### RECORDS ###
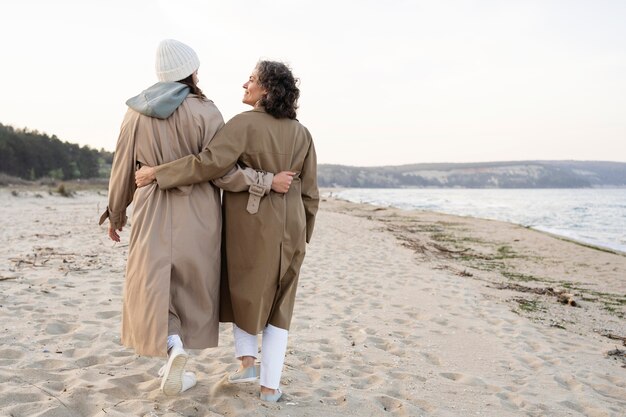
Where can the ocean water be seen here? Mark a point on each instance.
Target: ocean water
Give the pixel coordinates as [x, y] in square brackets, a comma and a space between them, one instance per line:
[594, 216]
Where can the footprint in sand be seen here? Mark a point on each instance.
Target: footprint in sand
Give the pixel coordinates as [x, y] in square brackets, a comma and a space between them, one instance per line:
[107, 314]
[59, 328]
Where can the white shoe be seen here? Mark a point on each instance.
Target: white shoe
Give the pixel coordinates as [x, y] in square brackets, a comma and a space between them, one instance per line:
[189, 381]
[173, 372]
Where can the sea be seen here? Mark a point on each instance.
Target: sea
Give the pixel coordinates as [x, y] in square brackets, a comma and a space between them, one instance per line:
[595, 216]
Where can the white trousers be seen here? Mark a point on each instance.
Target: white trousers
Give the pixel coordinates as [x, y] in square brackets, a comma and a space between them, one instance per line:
[273, 348]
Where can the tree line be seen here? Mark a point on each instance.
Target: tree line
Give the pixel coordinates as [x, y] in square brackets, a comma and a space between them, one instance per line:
[31, 155]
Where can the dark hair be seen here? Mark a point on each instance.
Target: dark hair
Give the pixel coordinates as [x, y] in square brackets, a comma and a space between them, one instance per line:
[281, 100]
[194, 88]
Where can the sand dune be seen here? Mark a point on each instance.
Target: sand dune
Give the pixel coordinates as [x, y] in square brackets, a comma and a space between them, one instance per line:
[398, 313]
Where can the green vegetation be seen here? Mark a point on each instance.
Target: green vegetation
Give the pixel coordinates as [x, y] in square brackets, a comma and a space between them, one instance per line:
[31, 155]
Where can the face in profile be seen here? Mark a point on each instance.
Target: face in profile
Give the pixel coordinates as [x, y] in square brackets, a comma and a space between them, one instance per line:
[253, 92]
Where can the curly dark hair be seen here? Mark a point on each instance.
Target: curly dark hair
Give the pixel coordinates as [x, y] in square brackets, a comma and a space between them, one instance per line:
[188, 81]
[281, 100]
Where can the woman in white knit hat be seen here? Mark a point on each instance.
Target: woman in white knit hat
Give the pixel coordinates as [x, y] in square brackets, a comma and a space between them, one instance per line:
[265, 246]
[171, 289]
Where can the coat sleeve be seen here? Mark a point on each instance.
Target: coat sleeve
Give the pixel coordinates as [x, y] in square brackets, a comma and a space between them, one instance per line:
[122, 181]
[241, 178]
[213, 162]
[310, 191]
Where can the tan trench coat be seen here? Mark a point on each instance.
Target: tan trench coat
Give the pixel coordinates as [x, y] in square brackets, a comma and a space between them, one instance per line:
[174, 249]
[264, 251]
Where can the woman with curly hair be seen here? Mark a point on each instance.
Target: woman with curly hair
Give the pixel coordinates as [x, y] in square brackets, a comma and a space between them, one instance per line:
[264, 239]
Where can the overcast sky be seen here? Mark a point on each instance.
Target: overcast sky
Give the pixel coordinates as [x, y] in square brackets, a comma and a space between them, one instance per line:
[382, 82]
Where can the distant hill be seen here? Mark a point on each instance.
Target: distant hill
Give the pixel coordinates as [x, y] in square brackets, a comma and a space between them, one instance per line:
[31, 155]
[518, 174]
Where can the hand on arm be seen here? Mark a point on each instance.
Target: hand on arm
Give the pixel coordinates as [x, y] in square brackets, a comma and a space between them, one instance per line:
[282, 181]
[144, 176]
[113, 233]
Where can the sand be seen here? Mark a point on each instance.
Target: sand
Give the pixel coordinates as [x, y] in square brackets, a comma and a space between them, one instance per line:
[398, 314]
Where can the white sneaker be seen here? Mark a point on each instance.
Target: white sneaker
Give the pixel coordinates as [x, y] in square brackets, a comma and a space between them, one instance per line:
[189, 381]
[173, 372]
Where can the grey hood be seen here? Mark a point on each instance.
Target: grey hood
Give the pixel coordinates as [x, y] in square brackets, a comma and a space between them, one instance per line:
[160, 100]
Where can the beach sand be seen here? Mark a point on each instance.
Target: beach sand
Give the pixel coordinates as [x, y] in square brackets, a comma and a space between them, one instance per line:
[398, 313]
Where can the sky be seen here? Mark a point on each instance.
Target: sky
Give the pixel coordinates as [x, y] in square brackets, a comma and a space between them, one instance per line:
[382, 82]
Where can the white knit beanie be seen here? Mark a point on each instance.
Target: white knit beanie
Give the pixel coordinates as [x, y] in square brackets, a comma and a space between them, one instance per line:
[175, 61]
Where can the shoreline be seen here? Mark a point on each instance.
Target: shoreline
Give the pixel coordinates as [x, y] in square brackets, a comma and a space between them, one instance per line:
[591, 243]
[398, 313]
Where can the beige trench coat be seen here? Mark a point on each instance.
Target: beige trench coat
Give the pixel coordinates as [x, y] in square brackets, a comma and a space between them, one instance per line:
[174, 249]
[264, 251]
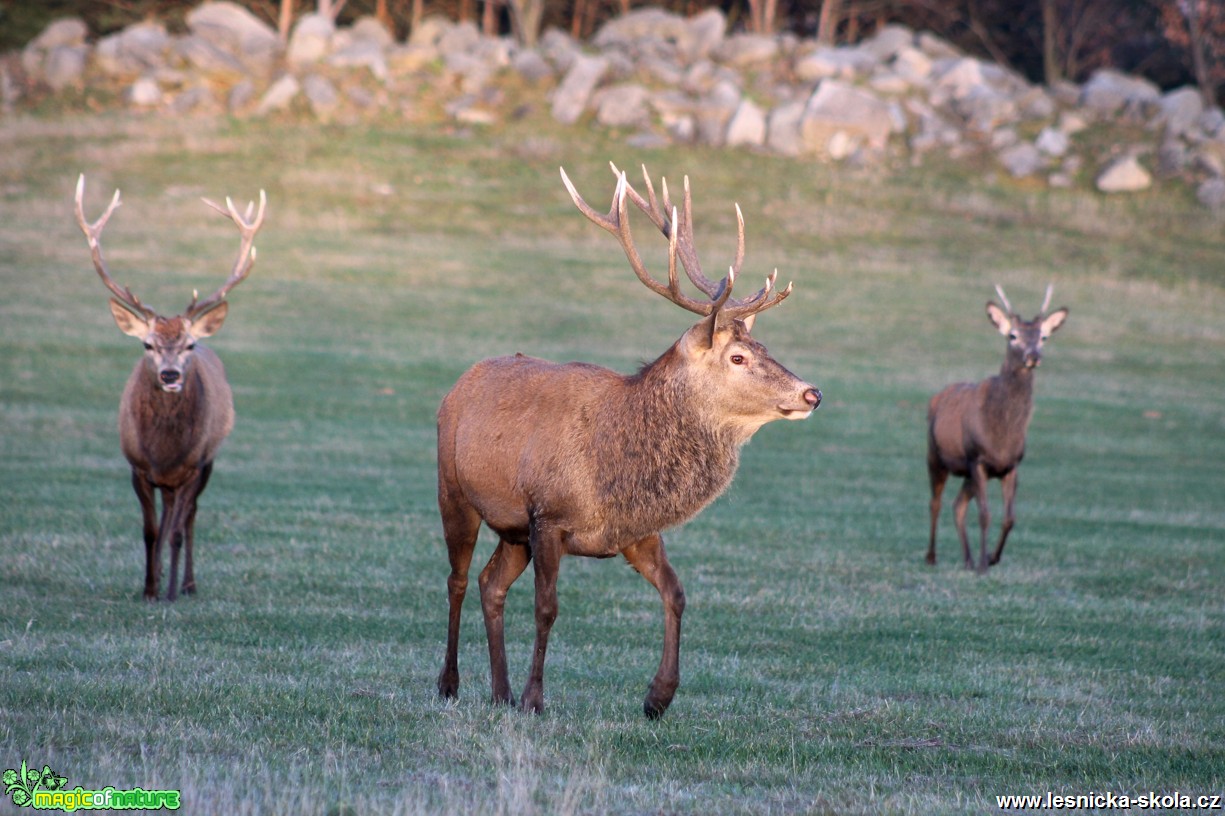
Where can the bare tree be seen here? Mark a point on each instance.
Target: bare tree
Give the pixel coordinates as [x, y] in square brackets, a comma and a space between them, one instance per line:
[526, 18]
[1198, 27]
###
▶ [STATED EXERCISE]
Please copy the material word for word, from the line with "Where can the beige" up to and including its last line. Leave the pictures out of your copy.

▶ [WORKED SOLUTION]
Where can the beige trench coat be seen here? Mark a point on each instance.
Target: beige trench coat
Give the pixel coordinates as [x, y] in square brackets, a comma and a space between them, one instance per line:
[174, 249]
[264, 251]
Where can the bare tree be seen here? Mark a point on each instance.
Target: bare tree
Give the pixel coordinates as [x, y] in square brackets, a comma and a space between them, one instance per line:
[526, 18]
[1198, 27]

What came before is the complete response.